* Set task 1: Switch "harness strap" to "harness belt" in the Source data listing, covering everything from its first line down to the line containing "[621,26,670,42]", and give those lines back with nothing else changed. Leave the pictures out.

* Source:
※
Playwright John Strand uses humor and plot twists to bring Leo and Carla to the point of stealing Francis’ “Lincolnesque” citations for the final campaign speech that puts the Congressman over the top.  The power of idealism (or E&I as Francis calls it, for Ethics and Integrity) is clear, even when the staff take the low road and end up, as one reviewer noted, in the “inevitable aftermath.”

I’ve been thinking a great deal about our political conversation these past few weeks and how it affects my work and life.  I suspect that many of you are having the same thoughts.  Political conversation is a measure of the civic health of our country, and right now that health is fragile.  Lincoln was not a perfect human, as Strand points out time and again in Lincolnesque.  The same can be said for Thomas Jefferson, the other American president whose words have inspired across decades even as his flaws as a person have been identified and examined in detail.  However, even in today’s understanding of history, author Thomas Reston writes that Barack Obama could note that, “’Thomas Jefferson represents what’s best in America,’ . . . even as he (Obama) pointedly recognized that Jefferson’s household was built and maintained by slaves.”  What Lincoln and Jefferson did best was to focus on big ideas and big politics, not policies.
※
[Source data]

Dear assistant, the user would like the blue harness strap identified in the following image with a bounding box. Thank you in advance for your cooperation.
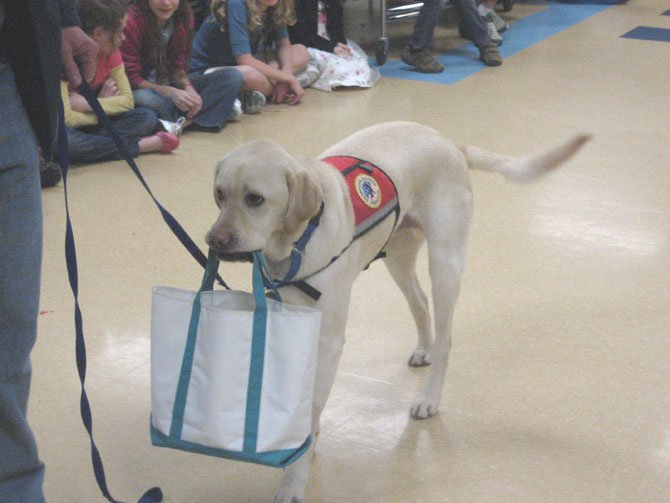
[58,79,228,503]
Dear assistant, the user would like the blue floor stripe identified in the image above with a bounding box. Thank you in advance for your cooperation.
[379,3,611,84]
[621,26,670,42]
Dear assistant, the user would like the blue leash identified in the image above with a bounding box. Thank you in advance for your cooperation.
[58,79,228,503]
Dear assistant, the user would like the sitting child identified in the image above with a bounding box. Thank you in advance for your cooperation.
[121,0,242,132]
[61,0,179,163]
[191,0,308,105]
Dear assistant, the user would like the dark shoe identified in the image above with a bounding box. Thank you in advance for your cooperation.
[479,44,502,66]
[400,46,444,73]
[40,157,63,188]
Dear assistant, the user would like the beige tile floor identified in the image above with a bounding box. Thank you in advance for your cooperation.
[30,0,670,503]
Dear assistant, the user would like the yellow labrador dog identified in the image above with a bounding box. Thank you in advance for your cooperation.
[206,122,589,502]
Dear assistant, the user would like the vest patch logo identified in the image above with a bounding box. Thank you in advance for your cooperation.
[354,174,382,209]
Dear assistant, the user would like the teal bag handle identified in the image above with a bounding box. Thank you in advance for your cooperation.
[170,249,278,453]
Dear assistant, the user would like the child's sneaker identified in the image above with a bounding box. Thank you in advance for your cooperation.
[400,45,444,73]
[482,14,502,46]
[40,156,63,188]
[240,91,265,114]
[158,117,186,136]
[491,11,509,33]
[297,63,320,88]
[230,98,244,121]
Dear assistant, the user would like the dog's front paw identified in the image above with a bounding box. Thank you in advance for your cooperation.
[407,348,432,367]
[410,397,439,419]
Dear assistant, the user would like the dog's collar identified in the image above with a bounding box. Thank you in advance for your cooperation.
[263,202,325,290]
[263,156,400,300]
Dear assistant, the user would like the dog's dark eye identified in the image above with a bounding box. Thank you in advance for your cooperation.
[244,192,265,208]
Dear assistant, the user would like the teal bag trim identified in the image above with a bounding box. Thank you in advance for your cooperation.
[161,249,312,468]
[151,426,312,468]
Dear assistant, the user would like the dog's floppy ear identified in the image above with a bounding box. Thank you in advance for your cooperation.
[284,168,323,234]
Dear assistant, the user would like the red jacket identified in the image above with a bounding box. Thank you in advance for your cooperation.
[121,7,193,89]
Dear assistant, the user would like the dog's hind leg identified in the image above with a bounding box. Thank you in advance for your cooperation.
[411,208,470,419]
[384,228,433,367]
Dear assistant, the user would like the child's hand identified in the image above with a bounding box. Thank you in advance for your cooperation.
[185,85,202,119]
[98,78,121,98]
[272,76,305,105]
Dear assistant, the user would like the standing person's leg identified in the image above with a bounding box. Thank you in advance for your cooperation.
[0,62,44,503]
[450,0,502,66]
[191,67,243,131]
[67,127,140,164]
[400,0,444,73]
[67,108,179,163]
※
* Set task 2: Proceed with the piece on political conversation and Lincoln and Jefferson, starting after its last sentence.

* Task result 1:
Dear assistant, the user would like the blue harness belt identified in the following image with a bounding box. Thank you in advance for your cooperation.
[58,79,228,503]
Dear assistant, the user would like the blue floor stripe identified in the image above with a bounding box. Thank you in advance for your cooperation.
[379,3,611,84]
[621,26,670,42]

* Task result 2:
Justice Oliver Wendell Holmes, Jr. once said:  “It seems to me that at this time we need education in the obvious more than investigation of the obscure.”  While we don’t need leaders who steal “Lincolnesque” citations, we do need the same clear thought about what it means to be an American. An education in the obvious, in other words. Historian (and National Trust Honorary Trustee) David McCullough has said, “What we Americans need above all is leadership to define the national ambition.”  Speaking to the National Trust conference in Providence after the 9/11 attacks, David reminded us that as a country:

“We have resources beyond imagining, and the greatest of these is our brainpower….And we have a further, all-important, inexhaustible source of strength.  And that source of strength is our story, our history, who we are, how we got to be where we are, and all we have been through, what we have achieved.”

That strikes me as what’s missing in today’s course discourse. Just like playwrights and other artists, historians and preservationists dedicated to telling the full American story and linking it to our present and future can help provide that “education in the obvious.”  It won’t be easy to be heard over the noise of today’s discourse, but I believe we have to try.  Our nation’s political health may depend on it.

Have a good week.

More to come…

DJB

Image: Studio Lincoln by Daniel Chester French at Chesterwood, a National Trust Historic Site (credit Carol Highsmith)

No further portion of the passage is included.